**Data for this task:**
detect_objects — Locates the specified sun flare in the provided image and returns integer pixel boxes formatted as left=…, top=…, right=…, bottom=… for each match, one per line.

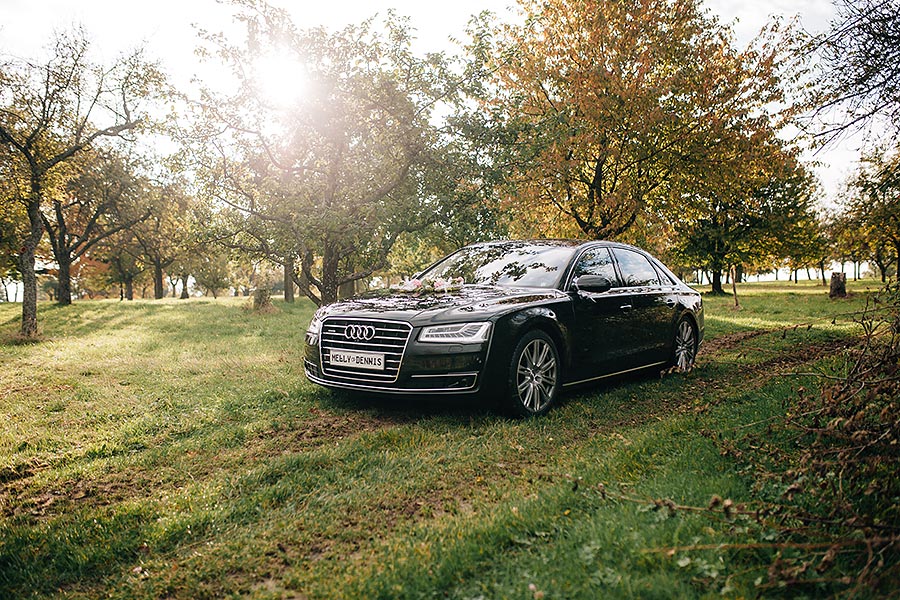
left=252, top=51, right=308, bottom=108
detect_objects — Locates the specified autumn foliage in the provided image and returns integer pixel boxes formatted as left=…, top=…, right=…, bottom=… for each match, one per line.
left=477, top=0, right=798, bottom=242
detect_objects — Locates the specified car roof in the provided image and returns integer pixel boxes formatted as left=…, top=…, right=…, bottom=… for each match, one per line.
left=466, top=239, right=647, bottom=252
left=466, top=239, right=587, bottom=249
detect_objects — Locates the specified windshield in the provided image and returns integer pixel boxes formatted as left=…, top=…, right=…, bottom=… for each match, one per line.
left=421, top=242, right=577, bottom=288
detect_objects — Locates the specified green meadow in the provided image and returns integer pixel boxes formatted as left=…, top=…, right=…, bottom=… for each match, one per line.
left=0, top=281, right=878, bottom=598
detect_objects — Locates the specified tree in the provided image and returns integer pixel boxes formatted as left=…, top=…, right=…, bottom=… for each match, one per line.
left=783, top=210, right=832, bottom=284
left=75, top=255, right=114, bottom=299
left=674, top=132, right=818, bottom=294
left=810, top=0, right=900, bottom=141
left=473, top=0, right=797, bottom=240
left=132, top=181, right=195, bottom=299
left=0, top=27, right=163, bottom=336
left=188, top=1, right=463, bottom=305
left=96, top=230, right=147, bottom=300
left=40, top=149, right=151, bottom=304
left=192, top=246, right=233, bottom=299
left=847, top=147, right=900, bottom=279
left=0, top=145, right=26, bottom=300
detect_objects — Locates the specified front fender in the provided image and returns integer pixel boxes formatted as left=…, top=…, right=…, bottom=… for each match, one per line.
left=484, top=306, right=571, bottom=393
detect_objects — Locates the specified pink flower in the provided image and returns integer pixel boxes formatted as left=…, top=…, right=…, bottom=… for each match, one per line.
left=392, top=276, right=464, bottom=293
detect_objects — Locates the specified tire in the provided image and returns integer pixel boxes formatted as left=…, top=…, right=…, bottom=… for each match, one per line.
left=672, top=316, right=698, bottom=372
left=504, top=330, right=561, bottom=417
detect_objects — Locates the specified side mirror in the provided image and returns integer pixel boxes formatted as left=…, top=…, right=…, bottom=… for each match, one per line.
left=573, top=275, right=612, bottom=294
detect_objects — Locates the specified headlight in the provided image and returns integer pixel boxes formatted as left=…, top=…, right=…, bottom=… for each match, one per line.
left=419, top=322, right=491, bottom=343
left=305, top=311, right=324, bottom=345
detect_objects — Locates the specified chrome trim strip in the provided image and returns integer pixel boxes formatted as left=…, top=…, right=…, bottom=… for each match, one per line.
left=409, top=371, right=480, bottom=379
left=562, top=361, right=668, bottom=388
left=305, top=365, right=479, bottom=394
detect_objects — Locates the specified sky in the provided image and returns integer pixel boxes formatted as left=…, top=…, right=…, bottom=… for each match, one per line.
left=0, top=0, right=862, bottom=198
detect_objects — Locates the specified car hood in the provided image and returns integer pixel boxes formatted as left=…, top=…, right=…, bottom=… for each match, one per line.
left=317, top=285, right=568, bottom=326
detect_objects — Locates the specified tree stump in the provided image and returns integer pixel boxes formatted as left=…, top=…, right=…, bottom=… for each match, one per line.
left=829, top=273, right=847, bottom=298
left=251, top=288, right=277, bottom=313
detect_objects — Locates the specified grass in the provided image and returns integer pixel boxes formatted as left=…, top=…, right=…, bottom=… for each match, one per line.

**Problem requirements:** Restate each entry verbatim and skip every image.

**Result of the task:**
detect_objects — Locates the specified sun flare in the provided image and returns integer pixel boxes formatted as left=…, top=…, right=…, bottom=… for each match, one per line.

left=252, top=51, right=308, bottom=108
detect_objects — Locates the specified autumn foliage in the provided image and returns integer pixel boxes formatted as left=…, top=…, right=…, bottom=… for each match, one per line.
left=477, top=0, right=798, bottom=242
detect_objects — Locates the specified car roof in the provided image and returns integer pixel boxes formatted as left=…, top=…, right=…, bottom=… for each match, one per line.
left=466, top=239, right=647, bottom=252
left=466, top=239, right=587, bottom=249
detect_objects — Locates the specified windshield in the provided image and returns integer pixel boxes formatted as left=…, top=…, right=…, bottom=… for each match, one per line.
left=421, top=242, right=577, bottom=288
detect_objects — Locates the specified green meadow in the provided image and returns integer pixel boxes formatted as left=…, top=…, right=…, bottom=… for each match, one per line.
left=0, top=281, right=878, bottom=598
detect_objects — Locates the specified tree in the provided image and returns integer pixel boxes formatted as left=…, top=…, right=…, bottom=… for each match, one per line.
left=783, top=210, right=832, bottom=284
left=75, top=255, right=114, bottom=299
left=674, top=132, right=818, bottom=294
left=810, top=0, right=900, bottom=141
left=473, top=0, right=797, bottom=240
left=132, top=181, right=195, bottom=299
left=0, top=27, right=163, bottom=336
left=188, top=1, right=463, bottom=305
left=96, top=230, right=147, bottom=300
left=40, top=149, right=151, bottom=304
left=192, top=246, right=233, bottom=299
left=847, top=147, right=900, bottom=279
left=0, top=145, right=26, bottom=300
detect_objects — Locates the specified front fender in the provided image and returns integer pixel boxes formatted as left=…, top=…, right=…, bottom=… for each match, one per line.
left=484, top=306, right=571, bottom=393
detect_objects — Locates the specified pink flower in the provided image and returns integer pixel boxes formatted as left=…, top=…, right=…, bottom=… for each match, one per line.
left=392, top=276, right=464, bottom=293
detect_objects — Locates the specified tire in the provided image and returns integer pixel boxes formatted as left=…, top=…, right=…, bottom=… for each match, one per line.
left=672, top=316, right=698, bottom=372
left=504, top=330, right=561, bottom=417
detect_objects — Locates the specified side mirror in the provided image and returns integer pixel boxes formatted as left=…, top=…, right=…, bottom=… for each match, one per line.
left=573, top=275, right=612, bottom=294
detect_objects — Locates the specified headlight in the provided image and returns integer pixel boxes formatted as left=…, top=…, right=…, bottom=… for each match, one per line.
left=419, top=322, right=491, bottom=343
left=305, top=311, right=324, bottom=345
detect_objects — Locates the specified chrome trim strip in the provided image and returns integer pixel boxes formatted as left=…, top=…, right=…, bottom=… for each match, one per line.
left=409, top=371, right=480, bottom=379
left=562, top=361, right=668, bottom=388
left=305, top=365, right=479, bottom=394
detect_objects — Locates the specified sky in the provided image and returns integer pixel boxes formatted as left=…, top=…, right=…, bottom=… for each match, one per line.
left=0, top=0, right=862, bottom=198
detect_objects — Locates the specified car hood in the provided image and returns integer pixel boxes formatted as left=…, top=…, right=…, bottom=… for each match, one per line.
left=317, top=285, right=568, bottom=326
detect_objects — Locates the specified tree stump in the provided image and returns integer pixel boxes formatted as left=…, top=…, right=…, bottom=… for each match, one per line.
left=829, top=273, right=847, bottom=298
left=251, top=288, right=277, bottom=313
detect_objects — Locates the specified grass in the provided image and returns integer pixel boxes formatted as left=…, top=…, right=…, bottom=… for each match, one per line.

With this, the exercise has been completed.